2.10.16

Proof we live In a Decade of Bad Fashion

I rememeber when the 80s were a running joke, mainly because of the bad hair-styles, and how it dates all the way back in the mid 2000s. I would always hope that at least we got over some very regretful choices like the Mullet or the Perm, but sometimes we forget, and try something we think looks good. For instance, we thought it would be a good idea to bring back Ren and Stimpy, and boy did that go well.


So let's start with some images and snarky text that I like to do.


1. The Man-bun

For the perfect punchable face, it couldn't get anymore perfect with the man-bun. This abomination of a hairstyle...I don't know who thought it was a good idea, and I don't know why it's there, but all it seems to be is a warning telling us that the guy wearing it is a massive jackass.


2. The Fedora

So you wear a My Little Pony themed Fedora? Oh, how did you know that you want me to kick your ass!

Now before you get right into the comment section defending the fedora-because some people are mentally stuck in 2012-I have to tell you guys to get the hell out of this page. Fedoras are ugly, and only hipsters and neckbeards wear this ugly headpiece, kinda like only neckbeards keep playing huniepop, which is like a fedora in your steam library (For all I know, Call of Duty is like the backwards baseball cap in your steam library...which means "kinda tolerable, but annoying").

**********

Study questions>
- 1) In the post about bad fashion, which two hairstyles does the writer name as regretful choices to get over?
- 2) Extend the post about bad fashion past its final sentence, keeping its numbered list and snarky tone.

[Items from a dataset]
**********

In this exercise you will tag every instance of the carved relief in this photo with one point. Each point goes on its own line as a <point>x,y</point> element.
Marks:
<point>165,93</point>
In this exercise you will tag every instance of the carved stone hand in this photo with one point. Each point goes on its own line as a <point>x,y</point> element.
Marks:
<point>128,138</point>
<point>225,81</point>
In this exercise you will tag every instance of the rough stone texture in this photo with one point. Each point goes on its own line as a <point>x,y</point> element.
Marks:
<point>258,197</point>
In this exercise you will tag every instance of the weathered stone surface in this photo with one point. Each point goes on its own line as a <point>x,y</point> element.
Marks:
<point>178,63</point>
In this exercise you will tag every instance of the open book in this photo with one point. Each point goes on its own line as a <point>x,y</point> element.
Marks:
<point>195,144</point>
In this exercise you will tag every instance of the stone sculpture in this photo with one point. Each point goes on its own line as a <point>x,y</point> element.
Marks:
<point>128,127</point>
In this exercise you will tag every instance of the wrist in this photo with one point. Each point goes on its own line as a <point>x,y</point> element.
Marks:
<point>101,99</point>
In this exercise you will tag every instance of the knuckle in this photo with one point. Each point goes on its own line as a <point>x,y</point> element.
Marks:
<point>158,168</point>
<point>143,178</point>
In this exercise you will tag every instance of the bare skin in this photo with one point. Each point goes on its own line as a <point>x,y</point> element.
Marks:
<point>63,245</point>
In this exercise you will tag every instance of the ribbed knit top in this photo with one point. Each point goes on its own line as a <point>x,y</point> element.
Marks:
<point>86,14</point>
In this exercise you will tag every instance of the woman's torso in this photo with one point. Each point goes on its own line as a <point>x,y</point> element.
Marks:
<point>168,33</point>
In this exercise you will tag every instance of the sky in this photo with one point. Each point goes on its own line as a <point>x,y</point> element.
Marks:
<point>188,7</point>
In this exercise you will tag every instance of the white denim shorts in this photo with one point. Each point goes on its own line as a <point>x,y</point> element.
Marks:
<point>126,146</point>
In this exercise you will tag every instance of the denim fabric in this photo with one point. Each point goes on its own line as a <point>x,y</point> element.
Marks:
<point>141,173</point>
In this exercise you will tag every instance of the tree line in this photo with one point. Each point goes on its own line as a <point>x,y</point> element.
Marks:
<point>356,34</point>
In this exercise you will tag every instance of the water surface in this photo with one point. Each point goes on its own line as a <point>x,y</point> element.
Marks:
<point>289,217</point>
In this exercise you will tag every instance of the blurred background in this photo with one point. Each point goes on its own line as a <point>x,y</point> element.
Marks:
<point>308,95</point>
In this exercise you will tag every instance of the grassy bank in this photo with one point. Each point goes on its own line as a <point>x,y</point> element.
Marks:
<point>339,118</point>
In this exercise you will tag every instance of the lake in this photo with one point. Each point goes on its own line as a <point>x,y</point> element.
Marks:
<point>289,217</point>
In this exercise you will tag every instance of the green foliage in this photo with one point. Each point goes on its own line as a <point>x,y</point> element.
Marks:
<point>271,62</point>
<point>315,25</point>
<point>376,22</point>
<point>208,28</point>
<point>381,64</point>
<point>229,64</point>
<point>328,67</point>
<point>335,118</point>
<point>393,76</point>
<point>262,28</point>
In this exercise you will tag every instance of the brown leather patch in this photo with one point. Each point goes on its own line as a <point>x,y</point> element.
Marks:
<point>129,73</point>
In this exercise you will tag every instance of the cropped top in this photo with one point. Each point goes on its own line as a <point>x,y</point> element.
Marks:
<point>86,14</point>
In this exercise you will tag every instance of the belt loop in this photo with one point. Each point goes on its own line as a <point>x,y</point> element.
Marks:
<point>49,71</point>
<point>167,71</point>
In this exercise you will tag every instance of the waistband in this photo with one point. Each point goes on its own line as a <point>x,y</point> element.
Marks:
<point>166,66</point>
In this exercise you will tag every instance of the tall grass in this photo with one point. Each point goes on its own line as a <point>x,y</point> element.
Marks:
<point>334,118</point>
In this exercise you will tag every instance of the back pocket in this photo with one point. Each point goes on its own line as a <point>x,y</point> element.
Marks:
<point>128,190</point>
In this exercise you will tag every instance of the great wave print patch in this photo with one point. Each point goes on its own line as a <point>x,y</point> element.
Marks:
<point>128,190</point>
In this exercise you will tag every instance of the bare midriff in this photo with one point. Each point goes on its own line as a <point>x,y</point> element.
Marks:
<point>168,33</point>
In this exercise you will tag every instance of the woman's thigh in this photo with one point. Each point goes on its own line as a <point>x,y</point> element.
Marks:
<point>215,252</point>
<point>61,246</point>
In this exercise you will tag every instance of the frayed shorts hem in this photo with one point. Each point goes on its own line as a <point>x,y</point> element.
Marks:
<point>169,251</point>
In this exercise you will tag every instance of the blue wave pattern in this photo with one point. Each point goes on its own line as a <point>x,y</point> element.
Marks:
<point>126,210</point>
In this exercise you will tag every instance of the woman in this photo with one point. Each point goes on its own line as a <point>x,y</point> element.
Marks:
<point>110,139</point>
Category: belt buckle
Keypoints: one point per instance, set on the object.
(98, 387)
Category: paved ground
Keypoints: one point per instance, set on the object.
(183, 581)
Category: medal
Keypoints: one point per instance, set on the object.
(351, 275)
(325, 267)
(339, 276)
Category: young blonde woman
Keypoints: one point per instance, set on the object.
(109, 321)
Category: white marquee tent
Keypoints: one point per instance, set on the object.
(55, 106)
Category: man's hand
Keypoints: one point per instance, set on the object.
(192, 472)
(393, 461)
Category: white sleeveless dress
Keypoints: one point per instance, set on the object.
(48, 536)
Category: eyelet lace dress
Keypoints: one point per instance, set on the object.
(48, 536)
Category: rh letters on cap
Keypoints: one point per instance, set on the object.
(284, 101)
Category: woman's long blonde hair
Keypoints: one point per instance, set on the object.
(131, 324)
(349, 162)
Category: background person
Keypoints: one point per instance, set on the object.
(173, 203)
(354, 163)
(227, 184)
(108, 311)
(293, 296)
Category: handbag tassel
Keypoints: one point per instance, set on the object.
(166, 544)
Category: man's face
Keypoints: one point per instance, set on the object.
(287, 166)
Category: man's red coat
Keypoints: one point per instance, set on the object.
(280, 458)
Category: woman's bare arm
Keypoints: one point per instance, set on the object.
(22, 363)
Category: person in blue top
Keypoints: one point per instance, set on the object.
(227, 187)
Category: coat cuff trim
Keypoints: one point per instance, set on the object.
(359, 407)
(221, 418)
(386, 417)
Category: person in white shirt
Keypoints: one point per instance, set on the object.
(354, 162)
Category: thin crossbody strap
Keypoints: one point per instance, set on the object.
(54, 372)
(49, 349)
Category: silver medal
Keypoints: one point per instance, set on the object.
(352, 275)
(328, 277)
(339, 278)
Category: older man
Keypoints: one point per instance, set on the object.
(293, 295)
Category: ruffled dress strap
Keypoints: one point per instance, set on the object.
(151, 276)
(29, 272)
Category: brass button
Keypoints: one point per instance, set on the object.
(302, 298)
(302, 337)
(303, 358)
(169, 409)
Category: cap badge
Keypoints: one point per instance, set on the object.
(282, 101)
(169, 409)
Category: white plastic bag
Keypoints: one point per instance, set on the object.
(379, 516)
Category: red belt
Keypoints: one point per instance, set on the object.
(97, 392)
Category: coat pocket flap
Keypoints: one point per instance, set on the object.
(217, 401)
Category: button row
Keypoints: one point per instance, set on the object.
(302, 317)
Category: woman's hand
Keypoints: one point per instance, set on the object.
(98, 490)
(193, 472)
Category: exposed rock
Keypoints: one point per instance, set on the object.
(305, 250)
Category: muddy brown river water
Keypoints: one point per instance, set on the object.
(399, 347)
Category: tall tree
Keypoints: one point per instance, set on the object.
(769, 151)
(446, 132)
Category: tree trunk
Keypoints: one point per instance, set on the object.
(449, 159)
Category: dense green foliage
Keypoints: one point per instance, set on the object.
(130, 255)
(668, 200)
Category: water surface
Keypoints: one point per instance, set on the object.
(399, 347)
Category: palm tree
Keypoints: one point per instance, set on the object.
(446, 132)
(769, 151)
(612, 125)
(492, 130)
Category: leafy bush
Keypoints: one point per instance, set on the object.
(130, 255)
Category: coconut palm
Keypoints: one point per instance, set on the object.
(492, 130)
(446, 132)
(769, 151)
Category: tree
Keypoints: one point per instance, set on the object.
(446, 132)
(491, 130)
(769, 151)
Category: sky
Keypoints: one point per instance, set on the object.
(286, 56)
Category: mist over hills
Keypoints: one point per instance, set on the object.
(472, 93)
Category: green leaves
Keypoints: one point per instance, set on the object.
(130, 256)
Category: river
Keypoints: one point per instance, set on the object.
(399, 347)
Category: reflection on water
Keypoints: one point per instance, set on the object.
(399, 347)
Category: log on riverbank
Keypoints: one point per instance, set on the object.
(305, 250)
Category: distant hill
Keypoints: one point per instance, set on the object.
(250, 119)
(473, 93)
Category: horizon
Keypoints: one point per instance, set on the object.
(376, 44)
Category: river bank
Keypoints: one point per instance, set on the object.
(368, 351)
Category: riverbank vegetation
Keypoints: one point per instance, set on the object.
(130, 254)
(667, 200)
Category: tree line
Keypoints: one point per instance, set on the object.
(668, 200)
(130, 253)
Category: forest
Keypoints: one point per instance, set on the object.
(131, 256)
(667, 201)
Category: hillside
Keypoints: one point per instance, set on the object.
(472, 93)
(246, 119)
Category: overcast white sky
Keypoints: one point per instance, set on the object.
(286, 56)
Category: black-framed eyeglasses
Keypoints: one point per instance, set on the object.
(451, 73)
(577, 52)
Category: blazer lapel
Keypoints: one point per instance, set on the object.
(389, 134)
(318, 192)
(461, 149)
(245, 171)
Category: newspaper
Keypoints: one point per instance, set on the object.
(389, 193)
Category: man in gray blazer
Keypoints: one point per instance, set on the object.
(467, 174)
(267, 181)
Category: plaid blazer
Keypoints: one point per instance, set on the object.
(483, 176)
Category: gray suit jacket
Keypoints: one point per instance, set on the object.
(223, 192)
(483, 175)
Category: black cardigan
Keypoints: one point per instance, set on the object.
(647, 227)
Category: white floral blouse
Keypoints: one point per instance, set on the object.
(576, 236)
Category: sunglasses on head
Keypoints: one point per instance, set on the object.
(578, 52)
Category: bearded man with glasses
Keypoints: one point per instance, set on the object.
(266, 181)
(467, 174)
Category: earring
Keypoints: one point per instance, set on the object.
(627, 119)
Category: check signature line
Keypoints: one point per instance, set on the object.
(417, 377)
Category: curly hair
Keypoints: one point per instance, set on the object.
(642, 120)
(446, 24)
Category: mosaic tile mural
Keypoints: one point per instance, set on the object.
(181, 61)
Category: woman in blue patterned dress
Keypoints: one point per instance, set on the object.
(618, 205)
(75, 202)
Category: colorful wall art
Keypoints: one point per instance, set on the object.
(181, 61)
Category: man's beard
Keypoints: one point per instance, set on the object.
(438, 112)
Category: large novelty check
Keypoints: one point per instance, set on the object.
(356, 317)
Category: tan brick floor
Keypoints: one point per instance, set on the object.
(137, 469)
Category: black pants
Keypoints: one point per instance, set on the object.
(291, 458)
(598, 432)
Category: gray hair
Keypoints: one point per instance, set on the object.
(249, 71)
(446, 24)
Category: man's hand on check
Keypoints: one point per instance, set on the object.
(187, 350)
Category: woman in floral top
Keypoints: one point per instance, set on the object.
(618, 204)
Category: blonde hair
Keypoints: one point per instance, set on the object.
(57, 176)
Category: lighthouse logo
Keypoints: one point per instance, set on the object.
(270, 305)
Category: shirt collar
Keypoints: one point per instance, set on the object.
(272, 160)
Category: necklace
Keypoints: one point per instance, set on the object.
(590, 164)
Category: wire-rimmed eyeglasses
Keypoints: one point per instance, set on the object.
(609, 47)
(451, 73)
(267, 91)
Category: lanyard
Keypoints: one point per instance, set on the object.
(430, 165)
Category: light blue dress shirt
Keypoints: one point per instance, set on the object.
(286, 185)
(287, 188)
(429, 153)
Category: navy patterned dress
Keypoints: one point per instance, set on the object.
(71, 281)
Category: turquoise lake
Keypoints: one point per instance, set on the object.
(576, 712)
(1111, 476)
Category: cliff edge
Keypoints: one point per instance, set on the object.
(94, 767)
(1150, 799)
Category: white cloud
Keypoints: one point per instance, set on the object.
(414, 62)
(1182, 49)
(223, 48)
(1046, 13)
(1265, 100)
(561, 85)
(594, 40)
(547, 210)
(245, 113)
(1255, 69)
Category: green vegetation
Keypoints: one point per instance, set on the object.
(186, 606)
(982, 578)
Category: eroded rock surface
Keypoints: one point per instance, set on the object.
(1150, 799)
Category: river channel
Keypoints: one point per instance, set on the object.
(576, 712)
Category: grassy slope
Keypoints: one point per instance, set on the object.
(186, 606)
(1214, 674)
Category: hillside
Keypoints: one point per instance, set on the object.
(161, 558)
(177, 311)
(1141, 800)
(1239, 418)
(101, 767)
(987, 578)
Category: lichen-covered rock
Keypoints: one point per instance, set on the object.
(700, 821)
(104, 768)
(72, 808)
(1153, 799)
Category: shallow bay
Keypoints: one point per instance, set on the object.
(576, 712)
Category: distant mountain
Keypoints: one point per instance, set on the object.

**********

Results of the tasks>
- 1) The Mullet and the Perm.

- 2)
Don't believe me? Let this info graphic explain to you.



3. The Beards

As if this article wouldn't get hated by neckbeards enough already, I have to add beards, and that is because for every one guy that can pull it off, there are about a million fuckwits who are too lazy to keep it trimmed, cleaned, and overall tidy. Seriously, don't get me started on the neckpubes. That doesn't cover up that double chin very well.



4. The Half-shaved look


Ah yes, the dubstep hair, letting people know you just had brain surgery.



5. Shaved sides, long top AKA the Douche-coif and/or The Macklemore

What could be better than shaving one side? How about shaving two sides? This is basically what you get when you have curtained hair, but only instead of cutting the sides shorter, you shave the sides. Seriously, when did nazi haircuts become in style?


BONUS:

Don't forget the puppy filter.




You'd think that so far in this decade, we would at least have something cool. Maybe by the end of 2019, we would spend all our time and energy into cool technology instead of looking like the biggest douchebags in the world. Maybe we'll have these cool satellites that could shoot lasers at your command. Like when someone is annoying me, I could get my iPhone app and fire the thing right on the fucker.



NOTE: This isn't an argument against Gamergate, this is an argument for Satellite Weaponry.

That's all for now, I can't wait until the beard trend falls over so no one would have an excuse to cover up their double-chin, am I right, Leafy?